Einleitung
Mit Der Duft der fernen Insel legt Christina Rey einen umfangreichen Roman von stolzen 635 Seiten vor. Für mich persönlich war es das erste Mal, ein so langes Buch zu lesen, doch die Reise hat sich durchaus gelohnt. Es handelt sich dabei um den zweiten Band einer Reihe, die jedoch nicht direkt mit dem ersten Teil verbunden ist, sondern vielmehr im gleichen Stil und thematisch ähnlich gestaltet wurde. Erneut begleiten wir eine Sultanstochter, diesmal die blinde Nunu, und erleben ihre Geschichte über gut ein Jahrzehnt hinweg. Unterstützt wird sie von der jungen englischen Lehrerin Eve, die nach Sansibar kommt, um ihr Lesen und Braille-Schrift beizubringen. Neben ihnen treten zahlreiche Nebenfiguren auf, die die Handlung bereichern und verschiedene Handlungsstränge eröffnen.
Themen
Zentral verknüpft sind die Themen Blindheit, Düfte und die Kunst der Parfümherstellung. Durch Nunus außergewöhnliche Nase wird ein Strang eröffnet, der sich durch den gesamten Roman zieht und in allen drei großen Abschnitten eine Rolle spielt. Gleichzeitig geht es um Politik, Wirtschaft, kulturelle Begegnungen und die Stellung von Frauen im 19. Jahrhundert. Gerade letzteres hat mich stark bewegt: immer wieder werden uns die Grausamkeiten und Leiden vor Augen geführt, die Frauen und Mädchen ertragen mussten.

◆ **Bereitgestellte Daten**:
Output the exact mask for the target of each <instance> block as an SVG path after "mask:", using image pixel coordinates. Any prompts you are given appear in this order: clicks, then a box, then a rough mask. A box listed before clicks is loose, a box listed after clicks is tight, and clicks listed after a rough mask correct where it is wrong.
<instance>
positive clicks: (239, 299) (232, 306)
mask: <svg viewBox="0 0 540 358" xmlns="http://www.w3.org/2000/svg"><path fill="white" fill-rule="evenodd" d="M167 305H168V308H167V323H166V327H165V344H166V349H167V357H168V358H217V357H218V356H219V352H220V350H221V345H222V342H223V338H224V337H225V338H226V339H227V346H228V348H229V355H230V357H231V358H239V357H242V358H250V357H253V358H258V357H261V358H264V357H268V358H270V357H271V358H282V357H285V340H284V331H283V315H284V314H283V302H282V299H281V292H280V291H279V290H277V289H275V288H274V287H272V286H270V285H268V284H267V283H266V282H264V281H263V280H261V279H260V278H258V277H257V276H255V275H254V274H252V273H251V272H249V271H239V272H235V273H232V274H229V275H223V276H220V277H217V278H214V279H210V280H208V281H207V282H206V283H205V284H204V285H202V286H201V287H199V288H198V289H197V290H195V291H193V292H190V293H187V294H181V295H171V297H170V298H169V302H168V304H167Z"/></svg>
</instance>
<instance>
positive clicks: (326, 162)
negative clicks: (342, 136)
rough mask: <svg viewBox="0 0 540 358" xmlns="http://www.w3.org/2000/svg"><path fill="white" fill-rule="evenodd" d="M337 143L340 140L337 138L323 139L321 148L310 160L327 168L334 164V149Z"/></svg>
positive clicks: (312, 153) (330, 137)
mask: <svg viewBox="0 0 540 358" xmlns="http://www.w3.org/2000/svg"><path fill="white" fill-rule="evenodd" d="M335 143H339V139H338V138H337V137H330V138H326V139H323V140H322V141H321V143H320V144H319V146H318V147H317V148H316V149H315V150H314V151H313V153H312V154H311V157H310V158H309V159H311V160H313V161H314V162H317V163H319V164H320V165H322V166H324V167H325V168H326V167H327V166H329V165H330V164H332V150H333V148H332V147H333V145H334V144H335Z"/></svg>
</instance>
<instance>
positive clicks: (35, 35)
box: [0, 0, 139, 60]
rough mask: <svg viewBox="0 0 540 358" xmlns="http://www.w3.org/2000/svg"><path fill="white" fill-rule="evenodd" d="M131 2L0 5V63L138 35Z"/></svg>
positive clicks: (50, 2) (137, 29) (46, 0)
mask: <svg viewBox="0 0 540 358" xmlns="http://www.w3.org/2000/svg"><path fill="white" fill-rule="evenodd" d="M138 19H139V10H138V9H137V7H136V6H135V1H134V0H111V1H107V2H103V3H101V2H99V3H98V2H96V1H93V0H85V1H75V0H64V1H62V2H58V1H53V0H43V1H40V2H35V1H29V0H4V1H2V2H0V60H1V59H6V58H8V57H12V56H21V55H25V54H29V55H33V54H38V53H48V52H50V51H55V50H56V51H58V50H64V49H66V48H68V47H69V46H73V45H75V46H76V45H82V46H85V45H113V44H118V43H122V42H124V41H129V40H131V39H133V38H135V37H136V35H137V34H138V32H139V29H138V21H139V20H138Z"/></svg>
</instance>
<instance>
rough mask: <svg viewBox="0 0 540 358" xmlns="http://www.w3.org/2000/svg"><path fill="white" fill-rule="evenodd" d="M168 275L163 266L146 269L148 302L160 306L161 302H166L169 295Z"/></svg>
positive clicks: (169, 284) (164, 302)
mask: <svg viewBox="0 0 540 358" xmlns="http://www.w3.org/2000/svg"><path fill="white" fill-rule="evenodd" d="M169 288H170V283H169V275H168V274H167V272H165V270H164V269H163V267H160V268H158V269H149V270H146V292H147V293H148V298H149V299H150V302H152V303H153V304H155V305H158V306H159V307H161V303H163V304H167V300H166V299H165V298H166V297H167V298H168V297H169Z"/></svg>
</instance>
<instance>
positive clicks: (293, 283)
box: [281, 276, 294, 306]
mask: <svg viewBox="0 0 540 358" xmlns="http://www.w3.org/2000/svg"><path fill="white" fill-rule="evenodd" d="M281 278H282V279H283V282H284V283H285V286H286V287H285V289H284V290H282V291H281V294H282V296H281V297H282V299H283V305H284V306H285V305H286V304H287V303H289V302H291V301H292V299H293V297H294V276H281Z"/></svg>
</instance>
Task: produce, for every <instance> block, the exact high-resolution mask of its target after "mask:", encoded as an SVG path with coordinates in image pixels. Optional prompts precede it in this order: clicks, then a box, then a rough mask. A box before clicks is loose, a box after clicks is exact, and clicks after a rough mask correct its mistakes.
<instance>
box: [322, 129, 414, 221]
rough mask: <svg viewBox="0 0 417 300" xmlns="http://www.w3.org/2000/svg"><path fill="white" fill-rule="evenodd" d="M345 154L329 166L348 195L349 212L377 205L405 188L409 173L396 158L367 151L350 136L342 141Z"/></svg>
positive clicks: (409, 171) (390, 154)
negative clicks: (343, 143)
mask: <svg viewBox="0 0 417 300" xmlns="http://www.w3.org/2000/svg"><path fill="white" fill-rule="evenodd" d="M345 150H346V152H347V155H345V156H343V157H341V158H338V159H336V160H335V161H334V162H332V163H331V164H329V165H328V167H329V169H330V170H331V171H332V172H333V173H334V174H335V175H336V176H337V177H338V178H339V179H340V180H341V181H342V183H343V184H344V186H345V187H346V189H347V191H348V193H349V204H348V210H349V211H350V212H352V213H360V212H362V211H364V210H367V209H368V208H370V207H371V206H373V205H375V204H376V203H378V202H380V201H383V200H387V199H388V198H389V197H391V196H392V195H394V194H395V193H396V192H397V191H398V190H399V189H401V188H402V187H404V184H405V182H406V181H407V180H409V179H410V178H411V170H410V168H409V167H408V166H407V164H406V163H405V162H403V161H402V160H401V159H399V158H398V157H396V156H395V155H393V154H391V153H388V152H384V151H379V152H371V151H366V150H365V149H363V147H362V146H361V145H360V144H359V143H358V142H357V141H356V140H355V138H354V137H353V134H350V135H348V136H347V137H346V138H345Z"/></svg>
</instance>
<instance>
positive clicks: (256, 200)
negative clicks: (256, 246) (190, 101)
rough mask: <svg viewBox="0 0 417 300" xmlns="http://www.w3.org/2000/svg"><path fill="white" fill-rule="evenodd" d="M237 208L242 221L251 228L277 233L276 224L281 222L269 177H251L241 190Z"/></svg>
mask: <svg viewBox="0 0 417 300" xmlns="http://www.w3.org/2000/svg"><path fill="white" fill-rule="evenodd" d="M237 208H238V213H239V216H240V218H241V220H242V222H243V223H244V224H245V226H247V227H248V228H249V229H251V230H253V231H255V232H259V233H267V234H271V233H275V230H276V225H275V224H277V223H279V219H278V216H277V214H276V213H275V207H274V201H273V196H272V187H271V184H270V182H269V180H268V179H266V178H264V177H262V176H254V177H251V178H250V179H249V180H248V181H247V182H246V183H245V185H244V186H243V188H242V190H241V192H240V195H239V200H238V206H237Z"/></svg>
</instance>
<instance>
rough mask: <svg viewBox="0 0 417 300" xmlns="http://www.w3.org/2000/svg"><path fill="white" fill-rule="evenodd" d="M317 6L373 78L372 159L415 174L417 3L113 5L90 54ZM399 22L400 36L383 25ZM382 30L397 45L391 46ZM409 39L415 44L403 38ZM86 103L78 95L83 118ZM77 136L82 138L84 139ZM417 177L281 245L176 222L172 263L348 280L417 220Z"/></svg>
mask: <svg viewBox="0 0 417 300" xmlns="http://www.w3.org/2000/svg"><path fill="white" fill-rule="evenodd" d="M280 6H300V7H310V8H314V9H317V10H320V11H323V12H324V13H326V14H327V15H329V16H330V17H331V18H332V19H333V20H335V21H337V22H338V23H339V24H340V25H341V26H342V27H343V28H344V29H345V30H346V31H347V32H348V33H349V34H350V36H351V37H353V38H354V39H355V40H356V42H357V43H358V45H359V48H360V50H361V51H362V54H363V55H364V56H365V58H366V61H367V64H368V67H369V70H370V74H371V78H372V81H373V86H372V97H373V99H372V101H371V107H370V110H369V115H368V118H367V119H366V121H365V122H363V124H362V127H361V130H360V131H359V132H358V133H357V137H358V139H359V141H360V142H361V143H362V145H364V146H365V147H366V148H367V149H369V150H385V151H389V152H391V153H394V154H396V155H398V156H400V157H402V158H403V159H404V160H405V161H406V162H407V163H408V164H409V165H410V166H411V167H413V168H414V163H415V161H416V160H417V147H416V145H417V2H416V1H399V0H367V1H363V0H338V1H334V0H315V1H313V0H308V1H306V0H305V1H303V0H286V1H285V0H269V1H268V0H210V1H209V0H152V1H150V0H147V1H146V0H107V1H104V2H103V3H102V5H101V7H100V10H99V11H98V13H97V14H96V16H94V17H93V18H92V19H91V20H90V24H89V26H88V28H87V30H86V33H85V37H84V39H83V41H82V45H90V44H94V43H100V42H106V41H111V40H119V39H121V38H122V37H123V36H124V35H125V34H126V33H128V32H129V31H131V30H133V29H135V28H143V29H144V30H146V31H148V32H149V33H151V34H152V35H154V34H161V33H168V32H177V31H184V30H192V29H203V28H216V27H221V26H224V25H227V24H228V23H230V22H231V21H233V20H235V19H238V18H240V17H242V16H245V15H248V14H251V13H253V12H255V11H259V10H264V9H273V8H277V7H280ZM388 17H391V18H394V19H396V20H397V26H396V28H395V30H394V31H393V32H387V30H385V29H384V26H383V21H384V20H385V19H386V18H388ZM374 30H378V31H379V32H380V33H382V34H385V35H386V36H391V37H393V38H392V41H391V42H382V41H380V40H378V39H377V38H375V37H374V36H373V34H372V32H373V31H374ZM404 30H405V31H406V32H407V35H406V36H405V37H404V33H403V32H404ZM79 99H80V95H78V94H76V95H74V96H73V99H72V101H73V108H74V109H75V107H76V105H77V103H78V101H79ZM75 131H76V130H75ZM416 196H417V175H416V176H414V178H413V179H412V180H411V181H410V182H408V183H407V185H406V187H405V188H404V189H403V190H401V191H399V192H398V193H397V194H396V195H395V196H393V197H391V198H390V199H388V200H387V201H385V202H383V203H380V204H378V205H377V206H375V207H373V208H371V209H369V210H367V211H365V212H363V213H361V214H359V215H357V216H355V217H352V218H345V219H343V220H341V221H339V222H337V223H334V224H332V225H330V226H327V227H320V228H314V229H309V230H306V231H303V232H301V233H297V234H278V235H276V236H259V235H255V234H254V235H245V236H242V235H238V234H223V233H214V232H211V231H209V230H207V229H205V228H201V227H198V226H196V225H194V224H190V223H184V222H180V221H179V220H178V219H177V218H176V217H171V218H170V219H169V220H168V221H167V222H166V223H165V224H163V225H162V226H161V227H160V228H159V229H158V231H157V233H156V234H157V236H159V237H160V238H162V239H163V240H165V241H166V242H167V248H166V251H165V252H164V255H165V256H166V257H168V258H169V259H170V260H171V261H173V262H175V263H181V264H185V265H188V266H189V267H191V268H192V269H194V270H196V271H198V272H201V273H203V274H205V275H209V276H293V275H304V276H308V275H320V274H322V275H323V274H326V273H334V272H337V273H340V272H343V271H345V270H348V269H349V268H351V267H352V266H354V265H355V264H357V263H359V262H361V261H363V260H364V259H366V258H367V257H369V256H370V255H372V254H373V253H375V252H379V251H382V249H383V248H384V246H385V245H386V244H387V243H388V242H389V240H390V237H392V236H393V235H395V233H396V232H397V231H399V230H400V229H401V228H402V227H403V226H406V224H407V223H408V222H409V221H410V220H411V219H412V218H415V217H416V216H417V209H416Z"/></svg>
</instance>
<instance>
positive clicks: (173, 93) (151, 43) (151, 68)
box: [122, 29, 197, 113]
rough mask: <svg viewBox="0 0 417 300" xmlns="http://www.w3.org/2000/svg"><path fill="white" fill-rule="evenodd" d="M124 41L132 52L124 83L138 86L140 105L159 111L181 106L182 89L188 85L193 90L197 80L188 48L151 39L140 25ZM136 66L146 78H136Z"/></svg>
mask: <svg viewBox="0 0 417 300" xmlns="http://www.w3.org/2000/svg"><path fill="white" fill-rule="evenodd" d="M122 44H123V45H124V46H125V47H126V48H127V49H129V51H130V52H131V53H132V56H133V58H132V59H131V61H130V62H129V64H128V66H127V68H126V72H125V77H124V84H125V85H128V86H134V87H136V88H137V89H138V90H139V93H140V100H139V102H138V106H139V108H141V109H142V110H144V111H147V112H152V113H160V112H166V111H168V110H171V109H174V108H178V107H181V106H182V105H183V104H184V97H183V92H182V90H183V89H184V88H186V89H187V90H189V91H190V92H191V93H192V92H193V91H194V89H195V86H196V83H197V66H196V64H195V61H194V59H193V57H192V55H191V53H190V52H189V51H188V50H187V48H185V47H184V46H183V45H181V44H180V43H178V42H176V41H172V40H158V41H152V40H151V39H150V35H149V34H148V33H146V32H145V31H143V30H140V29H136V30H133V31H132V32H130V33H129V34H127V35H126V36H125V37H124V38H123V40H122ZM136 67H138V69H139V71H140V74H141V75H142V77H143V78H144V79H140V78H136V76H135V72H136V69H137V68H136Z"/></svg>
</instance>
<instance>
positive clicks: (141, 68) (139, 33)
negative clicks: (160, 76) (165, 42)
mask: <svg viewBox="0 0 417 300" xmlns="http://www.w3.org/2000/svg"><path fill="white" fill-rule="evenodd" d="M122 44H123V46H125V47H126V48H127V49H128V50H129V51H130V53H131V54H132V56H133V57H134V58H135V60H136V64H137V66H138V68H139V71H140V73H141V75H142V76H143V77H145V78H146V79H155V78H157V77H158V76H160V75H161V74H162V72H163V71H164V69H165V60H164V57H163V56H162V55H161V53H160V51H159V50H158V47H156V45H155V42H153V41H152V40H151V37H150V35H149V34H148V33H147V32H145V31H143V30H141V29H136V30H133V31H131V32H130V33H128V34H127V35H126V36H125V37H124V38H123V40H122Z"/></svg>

◆ **Anhand der Angaben**:
1 - Gib den Anfang der Datensätze erneut wieder und tausche dabei „pixel coordinates“ gegen „pixel positions“, sonst bleibt alles gleich. Beginne mit der ersten Zeile der Datensätze und höre nach der Zeile auf, die „positive clicks: (239, 299) (232, 306)“ enthält.
2 - Schreib die Rezension zu „Der Duft der fernen Insel“ nach ihrem letzten Satz weiter.

◆ **Ergebnisse der Aufgaben**:
1 -
Output the exact mask for the target of each <instance> block as an SVG path after "mask:", using image pixel positions. Any prompts you are given appear in this order: clicks, then a box, then a rough mask. A box listed before clicks is loose, a box listed after clicks is tight, and clicks listed after a rough mask correct where it is wrong.
<instance>
positive clicks: (239, 299) (232, 306)

2 -
Ein weiterer wichtiger Aspekt ist das Leben im Palast des Sultans. Wir erleben hautnah, wie das Zusammenleben mit mehreren Frauen im Harem, mit zahlreichen Halbgeschwistern und den ständigen politischen Spannungen funktioniert. Diese Strukturen sind geprägt von Nähe, Rivalität, Abhängigkeit und Machtkämpfen, was der Autorin sehr eindringlich gelingt.
Darüber hinaus zieht sich das Thema Religion wie ein roter Faden durch das gesamte Buch. Wir begegnen Figuren, die im Christentum verwurzelt sind, andere wiederum leben im Islam, und auch Voodoo sowie afrikanische Glaubensvorstellungen rund um Ahnen, Natur und Götter haben ihren Platz. Das Buch bietet dadurch einen vielschichtigen Einblick in das religiöse Leben dieser Zeit. Besonders spannend fand ich, dass es nicht nur bei Beschreibungen bleibt, sondern die Figuren selbst immer wieder Fragen aufwerfen: Welcher Glaube ist der richtige? Wer ist der wahre Gott? Kann die Welt so grausam sein, wenn es wirklich einen Gott gibt, der alle Menschen beschützen soll?
Gerade diese Auseinandersetzungen, die sehr menschlich und nachvollziehbar dargestellt sind, haben mir als Atheistin überraschend gut gefallen. Ich habe die vielen verschiedenen Einblicke geschätzt, ohne dass eine Religion moralisch über die andere gestellt wird. Vielmehr zeigt die Autorin, wie sehr Glaubensvorstellungen das Leben prägen, aber auch, wie Figuren lernen müssen, miteinander zu leben, obwohl sie unterschiedliche Überzeugungen haben.
Orte und Atmosphäre
Wir bewegen uns in diesem Buch nicht nur auf Sansibar, sondern erleben auch andere Teile Afrikas und schließlich sogar Europa. Dadurch treffen ganz unterschiedliche Kulturen, Traditionen und Lebensweisen aufeinander, was die Geschichte unglaublich reich und lebendig wirken lässt. Dieses Zusammenspiel aus Orten und Kulturen hat mir sehr gefallen, weil es das Gefühl verstärkt, wirklich eine weite, facettenreiche Reise zu unternehmen. Erst im Detail merkt man dann, wie sehr auch die Sprachen Arabisch, Kisuaheli, Französisch und Englisch miteinander verwoben sind. Das bereichert die Welt zwar, hat mir aber manchmal kleine Schwierigkeiten bereitet, weil einzelne Begriffe oder Anreden ungewohnt waren und ich manches nachgoogeln musste.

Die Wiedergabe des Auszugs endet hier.